= Dataset rows =
++++++++

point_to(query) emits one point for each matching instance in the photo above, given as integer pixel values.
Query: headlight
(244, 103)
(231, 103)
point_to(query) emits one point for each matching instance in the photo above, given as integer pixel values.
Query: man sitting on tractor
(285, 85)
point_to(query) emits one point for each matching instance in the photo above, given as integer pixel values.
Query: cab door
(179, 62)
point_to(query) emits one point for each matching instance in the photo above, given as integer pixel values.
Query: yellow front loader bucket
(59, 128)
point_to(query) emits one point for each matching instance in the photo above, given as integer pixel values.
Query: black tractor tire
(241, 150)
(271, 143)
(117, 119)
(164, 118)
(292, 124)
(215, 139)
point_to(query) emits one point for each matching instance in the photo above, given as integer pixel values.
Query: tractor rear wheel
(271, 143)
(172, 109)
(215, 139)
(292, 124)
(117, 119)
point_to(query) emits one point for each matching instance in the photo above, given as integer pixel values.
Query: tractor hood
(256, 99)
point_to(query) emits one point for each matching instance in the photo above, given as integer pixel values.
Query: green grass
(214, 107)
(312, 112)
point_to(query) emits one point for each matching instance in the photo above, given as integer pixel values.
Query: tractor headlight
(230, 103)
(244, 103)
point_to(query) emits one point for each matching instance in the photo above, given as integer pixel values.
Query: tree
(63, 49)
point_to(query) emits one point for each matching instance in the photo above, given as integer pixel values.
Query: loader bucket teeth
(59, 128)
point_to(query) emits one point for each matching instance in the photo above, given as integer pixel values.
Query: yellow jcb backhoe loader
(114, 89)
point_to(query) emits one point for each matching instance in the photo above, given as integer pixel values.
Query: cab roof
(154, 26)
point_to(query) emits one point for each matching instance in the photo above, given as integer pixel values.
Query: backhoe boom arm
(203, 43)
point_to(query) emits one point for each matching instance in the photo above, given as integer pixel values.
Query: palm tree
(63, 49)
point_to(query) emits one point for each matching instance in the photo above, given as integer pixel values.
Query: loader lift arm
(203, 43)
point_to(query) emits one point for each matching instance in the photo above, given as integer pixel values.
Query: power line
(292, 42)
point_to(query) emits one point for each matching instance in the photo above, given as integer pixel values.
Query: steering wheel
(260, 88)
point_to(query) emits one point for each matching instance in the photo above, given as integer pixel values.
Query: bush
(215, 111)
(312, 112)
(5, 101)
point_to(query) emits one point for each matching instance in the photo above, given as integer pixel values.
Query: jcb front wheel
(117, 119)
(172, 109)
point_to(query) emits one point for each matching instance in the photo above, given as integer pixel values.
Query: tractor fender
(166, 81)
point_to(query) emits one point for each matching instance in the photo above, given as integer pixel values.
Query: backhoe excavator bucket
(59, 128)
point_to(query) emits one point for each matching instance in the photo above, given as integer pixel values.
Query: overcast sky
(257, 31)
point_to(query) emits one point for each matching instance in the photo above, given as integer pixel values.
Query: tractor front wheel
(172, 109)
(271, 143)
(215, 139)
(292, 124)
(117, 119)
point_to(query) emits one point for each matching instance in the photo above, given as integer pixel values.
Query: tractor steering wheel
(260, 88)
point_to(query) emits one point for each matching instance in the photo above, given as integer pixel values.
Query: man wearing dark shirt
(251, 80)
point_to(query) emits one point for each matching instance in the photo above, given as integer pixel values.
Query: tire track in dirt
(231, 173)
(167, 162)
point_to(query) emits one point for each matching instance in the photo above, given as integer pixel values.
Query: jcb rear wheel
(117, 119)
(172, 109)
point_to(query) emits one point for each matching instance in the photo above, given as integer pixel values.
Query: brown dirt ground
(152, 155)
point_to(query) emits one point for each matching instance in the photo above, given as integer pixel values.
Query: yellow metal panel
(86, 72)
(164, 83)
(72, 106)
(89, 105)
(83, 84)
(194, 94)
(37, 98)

++++++++

= Problem to work on =
Transcribe all entries exactly as they are given.

= Worked solution =
point_to(query) emits one point for each matching instance in the photo above, given as integer pixel values.
Query: headlight
(244, 103)
(231, 103)
point_to(query) emits one point for each matching instance in the photo above, given as integer pixel values.
Query: man sitting on tractor
(285, 85)
point_to(query) emits one point for each matching instance in the photo above, given as integer pixel values.
Query: cab door
(179, 62)
point_to(query) emits one point for each matching instance in the photo above, given as integer pixel values.
Query: yellow front loader bucket
(59, 128)
point_to(query) emits one point for each matching instance in the photo above, given as integer pixel values.
Query: black tractor tire
(241, 150)
(271, 143)
(117, 119)
(164, 118)
(292, 124)
(215, 139)
point_to(query) emits one point for each matching instance in the photo above, given as integer pixel values.
Query: tractor rear wheel
(271, 143)
(172, 109)
(215, 139)
(292, 124)
(117, 119)
point_to(query) emits one point for each matching instance in the photo above, given as integer pixel values.
Query: tractor hood
(256, 99)
point_to(query) emits one point for each matching instance in the photo above, given as integer pixel values.
Query: green grass
(214, 107)
(312, 112)
point_to(query) emits one point for each matching instance in the photo above, given as integer pixel values.
Query: tractor headlight
(230, 103)
(244, 103)
point_to(query) emits one point for each matching instance in the photo above, given as integer pixel values.
Query: tree
(63, 49)
point_to(query) emits one point for each matching instance in the photo above, given as integer pixel values.
Query: loader bucket teeth
(59, 128)
point_to(query) emits one point for each matching instance in the photo above, given as integer pixel values.
Query: yellow jcb backhoe loader
(114, 89)
point_to(query) emits one point for each matching instance in the photo above, given as integer pixel values.
Query: cab roof
(154, 26)
point_to(query) emits one point for each matching instance in the photo above, given as integer pixel values.
Query: backhoe boom arm
(203, 43)
point_to(query) emits one point for each matching instance in the photo above, given as integer pixel values.
Query: palm tree
(63, 49)
point_to(query) emits one point for each matching instance in the photo above, given as integer pixel values.
Query: loader lift arm
(203, 43)
point_to(query) emits one point for each matching instance in the photo above, given as integer pixel values.
Query: power line
(292, 42)
point_to(query) emits one point for each matching instance in the photo above, given as integer pixel values.
Query: steering wheel
(260, 88)
point_to(query) emits one point for each matching instance in the photo above, given as integer pixel values.
Query: bush
(215, 111)
(312, 112)
(5, 101)
point_to(query) emits one point for each matching instance in the photo above, given as integer pixel values.
Query: jcb front wheel
(117, 119)
(172, 109)
point_to(query) emits one point for each matching instance in the photo above, given as integer pixel values.
Query: tractor fender
(166, 81)
point_to(query) emits one point for each matching instance in the photo above, given as integer pixel values.
Query: backhoe excavator bucket
(59, 128)
point_to(query) emits one point for each matching instance in the photo above, given as integer pixel values.
Query: overcast sky
(257, 31)
point_to(query) emits one point for each matching instance in the photo above, given as integer pixel values.
Query: tractor front wheel
(172, 109)
(271, 143)
(215, 139)
(292, 124)
(117, 119)
point_to(query) emits one point for each matching instance in the photo above, given as integer pixel values.
Query: tractor steering wheel
(260, 88)
point_to(query) emits one point for each matching instance in the photo above, given as integer pixel values.
Query: man wearing dark shirt
(251, 80)
point_to(query) emits one point for each matching instance in the photo above, given as integer pixel values.
Query: tire track in dirt
(231, 173)
(167, 162)
point_to(query) emits one point for each matching instance in the photo above, given as integer pixel values.
Query: jcb rear wheel
(117, 119)
(172, 109)
point_to(query) emits one point for each matching instance in the photo above, given as integer pixel values.
Query: brown dirt ground
(152, 155)
point_to(query) emits one point for each matching instance in the photo above, given as integer pixel values.
Query: yellow metal panel
(86, 72)
(164, 83)
(72, 106)
(89, 105)
(83, 84)
(194, 94)
(37, 98)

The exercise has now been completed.